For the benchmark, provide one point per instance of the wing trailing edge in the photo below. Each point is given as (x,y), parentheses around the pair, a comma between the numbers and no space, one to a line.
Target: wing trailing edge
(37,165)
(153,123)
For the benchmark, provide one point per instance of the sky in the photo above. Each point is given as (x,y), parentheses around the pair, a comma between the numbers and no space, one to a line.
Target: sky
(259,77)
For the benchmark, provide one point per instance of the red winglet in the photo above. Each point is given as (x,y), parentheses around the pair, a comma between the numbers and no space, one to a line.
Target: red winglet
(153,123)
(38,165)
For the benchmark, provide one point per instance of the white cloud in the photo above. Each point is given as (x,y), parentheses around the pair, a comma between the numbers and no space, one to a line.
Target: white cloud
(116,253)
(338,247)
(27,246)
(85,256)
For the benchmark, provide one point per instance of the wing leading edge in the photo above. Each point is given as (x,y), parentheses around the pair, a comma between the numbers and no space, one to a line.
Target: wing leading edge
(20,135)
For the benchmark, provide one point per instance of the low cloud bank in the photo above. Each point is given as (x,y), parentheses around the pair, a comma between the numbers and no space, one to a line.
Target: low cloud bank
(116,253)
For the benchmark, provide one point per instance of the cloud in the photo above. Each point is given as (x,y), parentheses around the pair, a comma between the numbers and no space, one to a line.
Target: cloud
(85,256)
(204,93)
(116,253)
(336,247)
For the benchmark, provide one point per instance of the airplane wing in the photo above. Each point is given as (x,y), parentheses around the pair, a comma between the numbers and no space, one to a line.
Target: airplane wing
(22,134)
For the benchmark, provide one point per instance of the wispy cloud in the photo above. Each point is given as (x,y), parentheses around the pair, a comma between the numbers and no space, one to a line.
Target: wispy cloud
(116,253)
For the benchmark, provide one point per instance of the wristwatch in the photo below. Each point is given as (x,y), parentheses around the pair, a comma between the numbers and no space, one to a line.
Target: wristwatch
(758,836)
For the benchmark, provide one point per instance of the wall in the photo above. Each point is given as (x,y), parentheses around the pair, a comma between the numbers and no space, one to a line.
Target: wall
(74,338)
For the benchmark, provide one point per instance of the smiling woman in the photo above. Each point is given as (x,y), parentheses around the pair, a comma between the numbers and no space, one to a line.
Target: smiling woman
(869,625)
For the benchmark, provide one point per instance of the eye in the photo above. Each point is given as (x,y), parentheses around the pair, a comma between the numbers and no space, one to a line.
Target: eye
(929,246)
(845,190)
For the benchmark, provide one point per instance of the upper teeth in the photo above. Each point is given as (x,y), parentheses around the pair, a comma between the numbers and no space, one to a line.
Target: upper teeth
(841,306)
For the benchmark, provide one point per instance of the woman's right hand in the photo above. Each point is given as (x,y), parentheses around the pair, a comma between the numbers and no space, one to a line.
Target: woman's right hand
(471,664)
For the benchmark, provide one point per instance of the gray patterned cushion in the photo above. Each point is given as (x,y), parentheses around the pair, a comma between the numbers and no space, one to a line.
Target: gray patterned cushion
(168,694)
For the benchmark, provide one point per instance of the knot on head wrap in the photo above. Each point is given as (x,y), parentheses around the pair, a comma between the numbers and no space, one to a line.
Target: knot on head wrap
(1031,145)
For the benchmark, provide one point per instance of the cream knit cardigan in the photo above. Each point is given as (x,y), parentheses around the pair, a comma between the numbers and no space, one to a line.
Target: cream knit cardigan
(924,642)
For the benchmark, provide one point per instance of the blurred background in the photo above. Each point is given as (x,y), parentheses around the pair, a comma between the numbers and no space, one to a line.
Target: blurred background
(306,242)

#### What is required:
Repeat the records above exactly, from the first line to the last.

#### Exercise response:
For the benchmark, provide one point per instance of the wing trailing edge in the photo below. Each point is given as (x,y), parentheses around the pair, a comma between the numbers and no space, one to a line.
Target: wing trailing edge
(37,165)
(153,123)
For the benchmark, provide one point per instance of the sky in the photo above. Each point is given as (x,y), parentheses around the pair, a comma between the numbers and no space, one to a line.
Target: sky
(259,77)
For the benchmark, provide one point per instance of the red winglet in the photo above. Each point is given as (x,y), parentheses around the pair, a comma between the numbers and no space, one to a line.
Target: red winglet
(153,123)
(38,165)
For the benchmark, provide one point per instance of the white cloud in the photo above. Each point is given as (x,y), parentheses around the pair, a comma between the numbers and no space, one to a line.
Target: white cloud
(116,253)
(338,247)
(27,246)
(85,256)
For the benchmark, provide one point per instance of the wing leading edge in the photo above. Each point is given as (x,y), parentheses around the pair, a comma between the numbers and no space, one to a line.
Target: wing leading edge
(20,135)
For the benchmark, provide one point per instance of the low cloud bank in the photo above. Each point is given as (x,y), parentheses around the pair, a comma between the numbers and no space, one to a line.
Target: low cloud bank
(116,253)
For the benchmark, provide one point per instance of the cloud in the photo above. Each point is given as (x,y), parentheses around the pair, a comma between the numbers and no space, one to a line.
Target: cloud
(85,256)
(204,93)
(116,253)
(336,247)
For the benchmark, provide one point per instance of the airplane wing in the photo above. Each point is given as (x,y), parentheses around the pair, a comma between the numbers and no space, one to a line.
Target: airplane wing
(22,134)
For the benchmark, provide one point per instance of the wispy cloud in the photo above. Each point is given as (x,y), parentheses around the pair, a comma between the numbers and no space, one to a line.
Target: wispy cloud
(116,253)
For the benchmark, provide one point per instance of the wristwatch in the photo below. Each point is given as (x,y), parentheses around the pair, a comma between the numbers and no space, one to a line.
Target: wristwatch
(758,836)
For the benchmark, provide one point per instance of the wall in the photo above. Each point is given as (x,y), parentheses around the pair, a comma between the numbers and no space, one to a line.
Target: wall
(74,338)
For the benchmark, provide one point per instance of the smiling woman in the photo above. Each point is given as (x,y), parentheses around the pair, a comma between the numbers and no space, one to a line.
Target: smiling woman
(869,625)
For the benchmark, provide one point per instance of the eye in the photo above. Each point is given as (x,y), parentheses around the pair, a comma between the numbers and no space, one to a line.
Target: eye
(929,246)
(845,190)
For the benchmark, provide one point per instance of the upper teeth in the photo above. Each point is given as (x,y), parentheses around the pair, a comma between the numbers and no space, one to a line.
Target: upper teeth
(841,306)
For the benchmark, provide one point per instance of the woman's right hand in the photo above. Each point is given as (x,y), parentheses around the pair, a comma between the numbers and no space, one to a line.
Target: woman's right hand
(471,664)
For the benchmark, provide one point per instance of the gray patterned cushion in the photo above. Each point is given as (x,y), parentheses around the pair, a comma between the numbers and no space, one to a line.
Target: gray patterned cushion
(168,694)
For the benchmark, provide one point per instance of the knot on head wrap in the photo above. Each point is given as (x,y), parentheses around the pair, a comma between the numbers and no space, one to a line.
Target: knot on head wrap
(1031,145)
For the benchmark, provide one point per instance of the cream knit cardigan in the photo above. Each point is given as (x,y), parentheses around the pair, a comma between the numbers and no space, one to a line.
Target: cream knit cardigan
(924,642)
For the benchmark, provide one point per instance of the blurred background in the photo above. Each point is given as (x,y), parentheses around the pair, a comma between the numbers and no space, one to a line.
Target: blurred background
(306,242)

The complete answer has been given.